What is needed
Copy out every line of the data below word for word, leaving out the pictures.

** start Data to use **

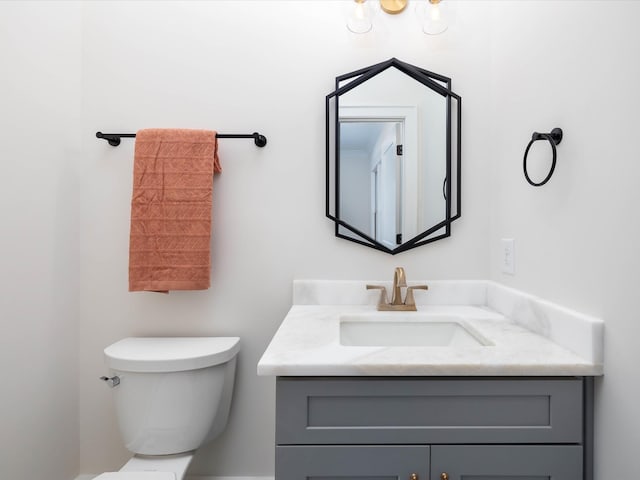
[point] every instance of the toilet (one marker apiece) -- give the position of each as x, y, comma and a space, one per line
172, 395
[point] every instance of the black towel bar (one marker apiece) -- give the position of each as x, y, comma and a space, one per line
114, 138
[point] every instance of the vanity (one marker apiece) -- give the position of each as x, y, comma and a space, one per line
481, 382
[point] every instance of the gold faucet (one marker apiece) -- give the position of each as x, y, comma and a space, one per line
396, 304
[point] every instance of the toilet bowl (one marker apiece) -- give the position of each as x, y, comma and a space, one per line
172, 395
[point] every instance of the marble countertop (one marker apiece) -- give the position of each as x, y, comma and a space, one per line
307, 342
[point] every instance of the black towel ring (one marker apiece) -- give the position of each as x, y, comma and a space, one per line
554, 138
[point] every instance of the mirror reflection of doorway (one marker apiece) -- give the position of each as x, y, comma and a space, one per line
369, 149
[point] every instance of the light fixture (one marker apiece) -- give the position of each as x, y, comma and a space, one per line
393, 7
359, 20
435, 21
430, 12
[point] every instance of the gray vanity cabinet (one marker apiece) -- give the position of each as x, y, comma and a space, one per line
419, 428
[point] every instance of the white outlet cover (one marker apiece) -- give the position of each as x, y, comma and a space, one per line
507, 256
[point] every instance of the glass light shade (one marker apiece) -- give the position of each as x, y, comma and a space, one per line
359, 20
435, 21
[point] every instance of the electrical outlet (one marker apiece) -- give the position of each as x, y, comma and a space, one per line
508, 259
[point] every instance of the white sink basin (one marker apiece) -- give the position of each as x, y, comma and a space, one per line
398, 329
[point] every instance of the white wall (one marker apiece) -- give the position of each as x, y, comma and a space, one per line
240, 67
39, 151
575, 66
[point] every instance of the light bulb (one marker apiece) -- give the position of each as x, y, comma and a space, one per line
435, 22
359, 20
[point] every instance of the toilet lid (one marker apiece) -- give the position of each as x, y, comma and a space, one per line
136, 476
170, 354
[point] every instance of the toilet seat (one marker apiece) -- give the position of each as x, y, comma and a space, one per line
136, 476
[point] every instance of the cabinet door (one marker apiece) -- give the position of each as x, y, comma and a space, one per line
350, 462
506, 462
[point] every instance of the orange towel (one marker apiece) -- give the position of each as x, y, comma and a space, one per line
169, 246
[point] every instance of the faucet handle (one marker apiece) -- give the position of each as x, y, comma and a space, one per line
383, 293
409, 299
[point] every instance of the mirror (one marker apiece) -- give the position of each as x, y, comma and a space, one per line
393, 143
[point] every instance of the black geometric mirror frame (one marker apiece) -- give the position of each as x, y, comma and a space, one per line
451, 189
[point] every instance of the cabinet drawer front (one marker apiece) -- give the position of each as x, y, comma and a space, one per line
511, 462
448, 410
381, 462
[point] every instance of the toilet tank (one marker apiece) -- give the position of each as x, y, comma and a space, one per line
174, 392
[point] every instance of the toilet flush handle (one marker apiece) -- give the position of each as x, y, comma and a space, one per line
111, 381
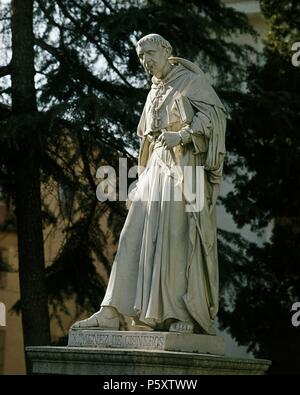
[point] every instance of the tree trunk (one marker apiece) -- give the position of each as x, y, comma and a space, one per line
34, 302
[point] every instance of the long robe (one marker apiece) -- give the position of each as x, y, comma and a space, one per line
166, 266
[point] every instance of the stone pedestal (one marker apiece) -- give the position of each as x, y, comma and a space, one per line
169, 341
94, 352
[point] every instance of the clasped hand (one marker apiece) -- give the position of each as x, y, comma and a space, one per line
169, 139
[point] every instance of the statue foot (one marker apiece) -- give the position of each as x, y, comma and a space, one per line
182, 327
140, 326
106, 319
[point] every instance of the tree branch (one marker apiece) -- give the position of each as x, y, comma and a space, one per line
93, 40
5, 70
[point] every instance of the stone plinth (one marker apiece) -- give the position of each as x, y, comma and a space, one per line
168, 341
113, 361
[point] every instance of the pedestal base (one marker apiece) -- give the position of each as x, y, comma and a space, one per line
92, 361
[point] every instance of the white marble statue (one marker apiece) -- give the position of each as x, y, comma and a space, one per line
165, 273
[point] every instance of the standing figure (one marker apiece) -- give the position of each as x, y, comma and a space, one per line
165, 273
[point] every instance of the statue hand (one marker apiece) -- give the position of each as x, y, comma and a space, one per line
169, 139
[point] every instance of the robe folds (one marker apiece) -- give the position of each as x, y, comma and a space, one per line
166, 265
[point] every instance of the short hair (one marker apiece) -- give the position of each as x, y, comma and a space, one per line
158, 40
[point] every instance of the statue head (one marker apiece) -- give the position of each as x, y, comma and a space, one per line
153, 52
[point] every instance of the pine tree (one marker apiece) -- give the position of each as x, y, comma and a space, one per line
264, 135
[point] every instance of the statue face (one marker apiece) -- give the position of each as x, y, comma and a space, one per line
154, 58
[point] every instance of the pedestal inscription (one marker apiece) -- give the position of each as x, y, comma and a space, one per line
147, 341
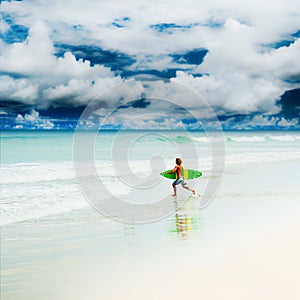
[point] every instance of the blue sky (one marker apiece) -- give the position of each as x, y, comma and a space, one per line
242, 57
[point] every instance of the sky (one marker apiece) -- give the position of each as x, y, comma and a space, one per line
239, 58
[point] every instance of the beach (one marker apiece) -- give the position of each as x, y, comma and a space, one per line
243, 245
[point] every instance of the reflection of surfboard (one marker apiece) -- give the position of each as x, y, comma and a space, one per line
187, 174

** end Data to use **

Problem solution
[point] every instance of the toilet (one marker apiece) -- give the position of each as x, y, comma and a space, one per line
172, 395
[point] every instance of the black towel bar (one marker apiece) -- give the position of each as x, y, comma and a space, one per line
114, 138
[point] every instance of the vanity (one marker apiece) -- give the position of each as x, y, comma and a space, one per line
481, 382
[point] every instance of the gold faucet (one marker apiece) -- give the position of each as x, y, comma and a space, one per line
396, 304
[point] every instance of the toilet bowl (one marker apiece) -- give the position of each as x, y, comma and a space, one per line
172, 395
[point] every instance of the marble countertop (one marker apiece) -- give the position of each as x, y, comma and a space, one per line
307, 342
[point] every instance of the black towel ring (one marker apiece) -- give the position of each as x, y, comma and a space, one per line
554, 138
[point] every instance of the mirror reflection of doorway (one marker apiece) -- give the position of each as x, y, comma and a space, one per line
369, 149
[point] every instance of the light fixture (one marker apiece) -- give the position of each as x, y, comma and a space, one per line
393, 7
359, 20
435, 21
430, 12
[point] every instance of the gray vanity cabinet (one marker apiece) -- give the position of each as x, y, comma and a space, one per line
419, 428
[point] every instance of the white outlet cover (one marker apiece) -- give the position of each as x, y, comma and a space, one per line
507, 256
[point] every instance of the glass light shade (one marker apiece) -- give the position of each as x, y, comma and a space, one per line
359, 20
435, 21
[point] every instance of the electrical outlet (one marker apiece) -- give the position of each as x, y, comma and a space, one per line
508, 259
[point] every instance of the white sink basin (one marker apiece) -- give the position of each as x, y, comma and a space, one per line
398, 329
[point] every instance of the white wall (one marker apiece) -- give the position of each as x, y, comma and a space, one per line
240, 67
39, 151
575, 66
[point] every instance of the light bulb (one marker apiece) -- give the position of each as x, y, comma and a space, one per line
435, 22
359, 20
[point] every instance of the toilet lid (one marker apiece) -- give the position of each as x, y, comma and a space, one per line
136, 476
170, 354
[point] every instance of the toilet seat (one marker apiece) -- give the position of each as x, y, comma and a space, one per line
136, 476
[point] every instance of the cabinet door (one marker apiece) -- give the position of each as x, y, comma and a space, one per line
350, 462
506, 462
[point] every instance of the orange towel (one marker apiece) -- give the position of each as x, y, comma and a space, one per line
169, 246
[point] every instance of the faucet handle (one marker apiece) -- give the position of each as x, y, comma and a space, one per line
383, 293
409, 299
[point] every instance of the mirror (one marker apiece) -- give the position of each as x, y, comma and a space, one per line
393, 143
[point] every instance of the black geometric mirror frame (one marker apiece) -- give the position of each as x, y, comma and a space, one per line
451, 189
[point] every instance of the cabinet drawer front (one marker apiece) -- give the position of each as x, y, comma and a space, one per line
511, 462
448, 410
381, 462
[point] every instance of the toilet tank (one marker apiece) -- give the position of each as x, y, comma and a space, one per line
174, 392
[point] every instance of the toilet flush handle (one marker apiece) -- give the position of each as x, y, comma and a space, one per line
111, 381
[point] every instance of the tree trunk (one marker apiece) -- give the position of each as x, y, comma and a space, one per line
34, 302
[point] every instance of the long robe (one marker apiece) -- give the position of each as x, y, comma and a space, one per line
166, 266
[point] every instance of the stone pedestal (one marker apiece) -- give the position of each as x, y, comma and a space, one per line
169, 341
94, 352
[point] every instance of the clasped hand (one marker apiece) -- give the position of each as x, y, comma and a space, one per line
169, 139
[point] every instance of the statue foot (one marker apiece) -- give the position of each as x, y, comma and a space, one per line
182, 327
140, 326
106, 319
[point] every instance of the tree branch (one marker apiece) -- give the position of each as x, y, comma and a space, one per line
93, 40
5, 70
[point] every instance of the stone plinth (one marker apiece) -- give the position of each as x, y, comma and a space, one per line
168, 341
113, 361
[point] every instance of the pedestal base (one marker apiece) -- give the position of each as x, y, comma and a space, one per line
92, 361
[point] every instance of the white marble statue (one marker apiece) -- give the position of each as x, y, comma and a space, one per line
165, 273
[point] every instance of the standing figure (one marker apiece) -- give the position of each as x, y, comma and a space, one per line
165, 273
[point] every instance of the statue hand (one marker apiece) -- give the position of each as x, y, comma and a space, one per line
169, 139
[point] every instance of the robe folds (one marker apiece) -- give the position of each as x, y, comma and a space, one per line
166, 265
[point] every instance of the short hair (one marker apiece) -- give the position of each as x, y, comma and a space, one per line
158, 40
[point] every instance of the statue head (one marker apiece) -- give the position of each as x, y, comma and a space, one per line
153, 52
[point] every instance of the pine tree (one marker apiece) -- give the position of each as x, y, comma and a space, one per line
264, 135
[point] every instance of the statue face (one marker apiece) -- give the position of each as x, y, comma and a space, one per line
154, 58
[point] every instance of the pedestal inscription (one marker apiece) -- give the position of each as x, y, comma and a space, one per line
147, 341
[point] every instance of the blue sky (one marker apiece) -- give the position of each as x, y, comma and a space, one per line
242, 57
[point] every instance of the sky (one marker apiece) -- give the position of each as x, y, comma and a space, one per line
239, 58
[point] every instance of the beach (one marker apiece) -- give the position of each as x, y, comma and a space, one per line
243, 245
[point] every instance of the reflection of surfboard (one marker apiece) -- give the position of each as x, y, comma and a space, one per line
187, 174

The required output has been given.